▸ Text shown
He served as senior pastor at Simi Valley Community Church for five years until 1990, and then until 1994 at Horizons Community Church in Diamond Bar, CA. The Ortbergs moved from California to Illinois for John and his wife, Nancy to serve as teaching pastors at Willow Creek Community Church in South Barrington, Illinois for the next decade.
While living in the Chicagoland area, in March 1997 John and Nancy gave the McManis Lectureship Chapel “Recovering an Evangelical Spirituality” on the campus of Wheaton College.
Since 2003 he has served as Senior Pastor of the 4,000 member Menlo Park Presbyterian Church in California. Ortberg is also an author of such Zondervan titles as the 2002 Christianity Today Book Award winner If You Want to Walk on Water, You’ve Got to Get Out of the Boat (2001) and the 2008 ECPA Christian Book Award winner When the Game is Over, It All Goes Back in the Box.

▸ What to work on
• A. Copy out the passage about John Ortberg's career from "He served as" to "of Wheaton College.".
• B. According to the passage about John Ortberg's career, which church did he serve in Diamond Bar, CA?
• C. Please extend the passage about John Ortberg's career, picking up after its final sentence.

▸ Record excerpts
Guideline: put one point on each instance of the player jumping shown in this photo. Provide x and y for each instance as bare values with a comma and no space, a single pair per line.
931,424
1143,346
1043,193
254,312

▸ Responses in order
• A.
He served as senior pastor at Simi Valley Community Church for five years until 1990, and then until 1994 at Horizons Community Church in Diamond Bar, CA. The Ortbergs moved from California to Illinois for John and his wife, Nancy to serve as teaching pastors at Willow Creek Community Church in South Barrington, Illinois for the next decade.
While living in the Chicagoland area, in March 1997 John and Nancy gave the McManis Lectureship Chapel “Recovering an Evangelical Spirituality” on the campus of Wheaton College.

• B. Horizons Community Church.

• C.
In January 2007 Pastor Ortberg returned to Wheaton and addressed the campus for Spring Special Services in a series of messages entitled “Adventures in Faith.” His pastorate at Menlo Park was also highlighted along with other alumni in the Wheaton Magazine (Winter 2007) issue.
The Ortbergs have three children (Laura, Mallory and John) and live in Menlo Park, CA.